**EXERCISES:**
1. In the national care service article, what share of healthcare funding in the UK comes from the public purse?
2. List each source of care support in 2018 that the national care service article names, with its amount.

Cam Donaldson: Covid-19 and the economic case for a national care service

The exposure of care home residents to covid-19 during the past year has led to calls for a system review, including, as an option, a National Care Service (NCS). Scotland has taken the plunge and now has proposals tabled for a NCS. [1] Most advanced economies, save the United States, have learned the lesson that publicly funded healthcare is not only more equitable, but also more efficient. Hence, 80% of healthcare funding in the UK comes from the public purse. In 2018, approximately £100 billion worth of care support was provided informally (i.e. privately), with an additional £22 billion from local authorities and £11 billion funded privately. [2] A substantial, unspecified, proportion of the £22 billion comes from (private) user contributions.

**SOURCE INFORMATION:**
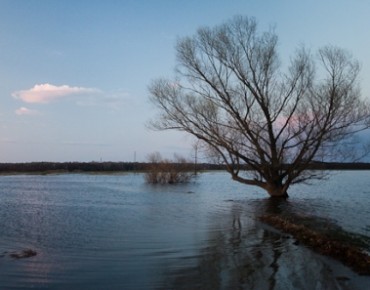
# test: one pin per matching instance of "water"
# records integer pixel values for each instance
(116, 232)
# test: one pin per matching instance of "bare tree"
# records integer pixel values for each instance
(232, 93)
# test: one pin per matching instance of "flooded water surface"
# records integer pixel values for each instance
(116, 232)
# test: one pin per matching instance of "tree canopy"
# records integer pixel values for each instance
(232, 93)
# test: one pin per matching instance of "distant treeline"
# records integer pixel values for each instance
(50, 167)
(46, 167)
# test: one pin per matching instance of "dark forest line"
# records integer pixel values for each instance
(54, 167)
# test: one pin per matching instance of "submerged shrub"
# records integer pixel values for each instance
(165, 171)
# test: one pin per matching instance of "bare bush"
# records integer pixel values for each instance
(165, 171)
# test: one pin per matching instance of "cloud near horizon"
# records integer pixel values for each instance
(45, 93)
(24, 111)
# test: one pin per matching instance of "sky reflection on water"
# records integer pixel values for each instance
(116, 232)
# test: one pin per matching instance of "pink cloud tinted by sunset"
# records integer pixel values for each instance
(45, 93)
(25, 111)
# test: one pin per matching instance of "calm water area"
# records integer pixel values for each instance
(117, 232)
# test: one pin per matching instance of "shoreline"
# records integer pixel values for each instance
(340, 248)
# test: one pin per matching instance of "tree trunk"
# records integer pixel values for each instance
(275, 190)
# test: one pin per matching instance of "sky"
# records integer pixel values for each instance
(74, 74)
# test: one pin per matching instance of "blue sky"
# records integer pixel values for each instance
(74, 74)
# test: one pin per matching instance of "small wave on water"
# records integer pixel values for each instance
(116, 232)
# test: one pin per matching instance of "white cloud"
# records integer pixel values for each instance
(24, 111)
(46, 93)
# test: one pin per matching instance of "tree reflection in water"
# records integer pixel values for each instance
(242, 253)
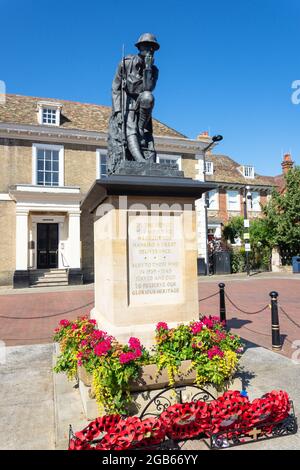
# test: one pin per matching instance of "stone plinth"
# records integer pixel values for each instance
(145, 253)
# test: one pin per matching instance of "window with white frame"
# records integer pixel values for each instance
(254, 203)
(101, 155)
(209, 168)
(248, 171)
(213, 198)
(49, 113)
(170, 160)
(49, 116)
(48, 165)
(233, 201)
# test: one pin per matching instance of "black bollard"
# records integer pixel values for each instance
(222, 303)
(276, 344)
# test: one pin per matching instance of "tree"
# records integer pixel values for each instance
(282, 214)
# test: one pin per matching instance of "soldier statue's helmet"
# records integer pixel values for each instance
(148, 38)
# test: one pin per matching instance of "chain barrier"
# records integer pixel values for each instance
(47, 316)
(288, 316)
(209, 296)
(244, 311)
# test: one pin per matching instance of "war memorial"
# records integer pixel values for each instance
(159, 374)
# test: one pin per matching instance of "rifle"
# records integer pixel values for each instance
(123, 85)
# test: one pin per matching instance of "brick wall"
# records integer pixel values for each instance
(15, 163)
(80, 166)
(188, 163)
(223, 214)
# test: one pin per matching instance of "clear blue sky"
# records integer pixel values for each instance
(225, 66)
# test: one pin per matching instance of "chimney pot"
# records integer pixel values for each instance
(287, 163)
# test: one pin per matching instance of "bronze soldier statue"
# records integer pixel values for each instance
(130, 126)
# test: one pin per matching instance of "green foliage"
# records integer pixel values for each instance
(213, 351)
(282, 213)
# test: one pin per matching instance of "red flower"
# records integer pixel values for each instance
(196, 327)
(134, 343)
(98, 334)
(162, 326)
(102, 348)
(215, 351)
(126, 357)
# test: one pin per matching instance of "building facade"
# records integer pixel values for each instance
(234, 181)
(51, 152)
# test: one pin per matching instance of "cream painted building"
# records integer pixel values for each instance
(51, 152)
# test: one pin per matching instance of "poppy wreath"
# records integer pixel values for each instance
(82, 439)
(227, 410)
(120, 434)
(270, 408)
(231, 412)
(187, 420)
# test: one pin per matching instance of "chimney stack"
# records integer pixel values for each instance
(287, 163)
(204, 134)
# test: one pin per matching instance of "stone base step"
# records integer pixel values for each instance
(48, 284)
(48, 277)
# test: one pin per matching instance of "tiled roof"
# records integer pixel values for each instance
(19, 109)
(227, 170)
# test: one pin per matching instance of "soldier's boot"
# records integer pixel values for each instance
(134, 148)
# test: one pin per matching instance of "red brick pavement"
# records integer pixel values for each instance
(59, 305)
(249, 295)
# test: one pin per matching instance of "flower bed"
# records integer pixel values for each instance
(200, 352)
(229, 413)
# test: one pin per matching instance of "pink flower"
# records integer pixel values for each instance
(126, 357)
(102, 348)
(138, 353)
(134, 343)
(99, 334)
(215, 351)
(220, 335)
(197, 327)
(162, 326)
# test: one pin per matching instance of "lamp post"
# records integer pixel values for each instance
(215, 138)
(247, 197)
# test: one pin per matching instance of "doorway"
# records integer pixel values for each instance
(47, 246)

**ANSWERS TO EACH TASK:**
1. 80%

2.
- Informal (private) care: about £100 billion
- Local authorities: £22 billion
- Private funding: £11 billion